## TEXT SHOWN

* * * * * * * * *

Khaw Boon Wan diagnosed with dengue fever after admission to isolation ward

Minister Khaw Boon Wan said he was admitted to an isolation ward for observation and has received a swab test.
Minister Khaw Boon Wan said he was admitted to an isolation ward for observation and has received a swab test.PHOTOS: KHAW BOON WAN/FACEBOOK

SINGAPORE – Outgoing Transport Minister Khaw Boon Wan’s dengue diagnosis has been confirmed, his office said on Thursday (July 23) afternoon.

Mr Khaw had posted in the morning that he was admitted to an isolation ward for observation. He also received a swab test.

Speculating on his condition then, he said: “Unlikely to be Covid but dengue is possible as my area is a hot zone. Did the swab test just now and hopefully it’s a false alarm, I had dengue before and it was not pleasant." 

"Meanwhile I will just let the body rest and think about retirement!" said Mr Khaw, who announced before the recent general election that he would be retiring from politics.

His Covid test was negative for the virus. The Straits Times understands he was first stricken with the mosquito-borne viral disease in the 1980s. 

Mr Khaw, 67,  lives in the Yio Chu Kang area, which has parts listed in the National Environment Agency as red zones. Red zones are high-risk dengue areas with 10 or more cases.

He is currently warded in Singapore General Hospital.

He said in his post that he had only recently finalised negotiations for the Johor Baru-Singapore Rapid Transit System (RTS) and was looking forward to the ceremony.

He said that he had also been preparing his office for the next transport minister.

"Everything was going well; I have finalised the RTS negotiations and was looking forward to the ceremony! Then my temperature shot up."

In uploading a selfie of himself with nasal tube attached, Mr Khaw described the photograph as "hilarious".

* * * * * * * * *

## RECORD EXTRACTS
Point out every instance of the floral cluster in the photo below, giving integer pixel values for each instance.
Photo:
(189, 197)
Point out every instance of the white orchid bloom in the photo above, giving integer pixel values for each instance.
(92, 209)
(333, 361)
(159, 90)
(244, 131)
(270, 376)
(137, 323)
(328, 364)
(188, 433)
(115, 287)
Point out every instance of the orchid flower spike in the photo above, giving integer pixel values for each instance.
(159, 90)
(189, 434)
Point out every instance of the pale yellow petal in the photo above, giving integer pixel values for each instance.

* * * * * * * * *

## TASK REQUIREMENTS
- A) Answer these from the news report on Khaw Boon Wan's dengue diagnosis:
(i) On what day and date did his office confirm the diagnosis?
(ii) How old is Mr Khaw, and in which area does he live?
(iii) In which hospital is he warded?
- B) Return, word for word, the part of the news report starting with "Mr Khaw, 67,  lives" and going on through "to the ceremony.".
You can leave the items aside.

## TASK-BY-TASK OUTPUTS
- A)
(i) Thursday, July 23.
(ii) He is 67 and lives in the Yio Chu Kang area.
(iii) Singapore General Hospital.

- B)
Mr Khaw, 67,  lives in the Yio Chu Kang area, which has parts listed in the National Environment Agency as red zones. Red zones are high-risk dengue areas with 10 or more cases.

He is currently warded in Singapore General Hospital.

He said in his post that he had only recently finalised negotiations for the Johor Baru-Singapore Rapid Transit System (RTS) and was looking forward to the ceremony.